─── RECORD EXTRACTS

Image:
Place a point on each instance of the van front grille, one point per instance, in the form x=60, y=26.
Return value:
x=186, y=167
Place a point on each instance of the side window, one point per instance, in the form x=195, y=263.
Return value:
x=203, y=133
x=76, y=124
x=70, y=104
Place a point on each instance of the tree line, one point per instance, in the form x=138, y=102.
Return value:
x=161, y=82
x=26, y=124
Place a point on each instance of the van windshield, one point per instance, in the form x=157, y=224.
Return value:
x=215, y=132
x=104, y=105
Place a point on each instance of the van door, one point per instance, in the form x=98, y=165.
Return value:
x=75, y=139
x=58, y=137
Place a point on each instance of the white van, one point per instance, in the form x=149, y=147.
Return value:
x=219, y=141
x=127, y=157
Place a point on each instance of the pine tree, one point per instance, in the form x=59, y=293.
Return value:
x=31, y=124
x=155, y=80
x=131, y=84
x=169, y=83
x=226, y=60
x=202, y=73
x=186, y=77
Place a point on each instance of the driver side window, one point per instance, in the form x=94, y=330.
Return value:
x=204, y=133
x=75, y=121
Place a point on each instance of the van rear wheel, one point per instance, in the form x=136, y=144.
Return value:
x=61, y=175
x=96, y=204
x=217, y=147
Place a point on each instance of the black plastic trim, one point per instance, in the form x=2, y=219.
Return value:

──────
─── RECORD EXTRACTS

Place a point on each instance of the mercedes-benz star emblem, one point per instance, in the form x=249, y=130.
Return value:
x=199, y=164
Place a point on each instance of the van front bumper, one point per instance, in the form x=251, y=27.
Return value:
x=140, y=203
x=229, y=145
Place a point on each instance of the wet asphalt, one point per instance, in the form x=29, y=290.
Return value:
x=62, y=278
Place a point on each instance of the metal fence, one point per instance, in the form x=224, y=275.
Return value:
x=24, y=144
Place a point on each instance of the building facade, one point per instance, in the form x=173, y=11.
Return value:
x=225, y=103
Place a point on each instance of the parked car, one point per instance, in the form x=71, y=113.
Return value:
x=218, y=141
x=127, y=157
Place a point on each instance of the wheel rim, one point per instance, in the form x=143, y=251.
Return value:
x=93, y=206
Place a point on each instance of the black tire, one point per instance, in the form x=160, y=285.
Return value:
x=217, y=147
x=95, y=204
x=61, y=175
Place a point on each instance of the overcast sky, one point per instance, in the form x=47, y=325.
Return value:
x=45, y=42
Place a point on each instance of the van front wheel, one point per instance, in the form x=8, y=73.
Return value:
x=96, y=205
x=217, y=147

──────

- TASK STATEMENT -
Find each line in the items above that contains the word "black" and copy those lines.

- WORKED SOLUTION -
Place a point on each instance of the black plastic trim, one point per instance, in the form x=2, y=219.
Place a point on each instance of the black tire, one point per instance, in the form x=160, y=285.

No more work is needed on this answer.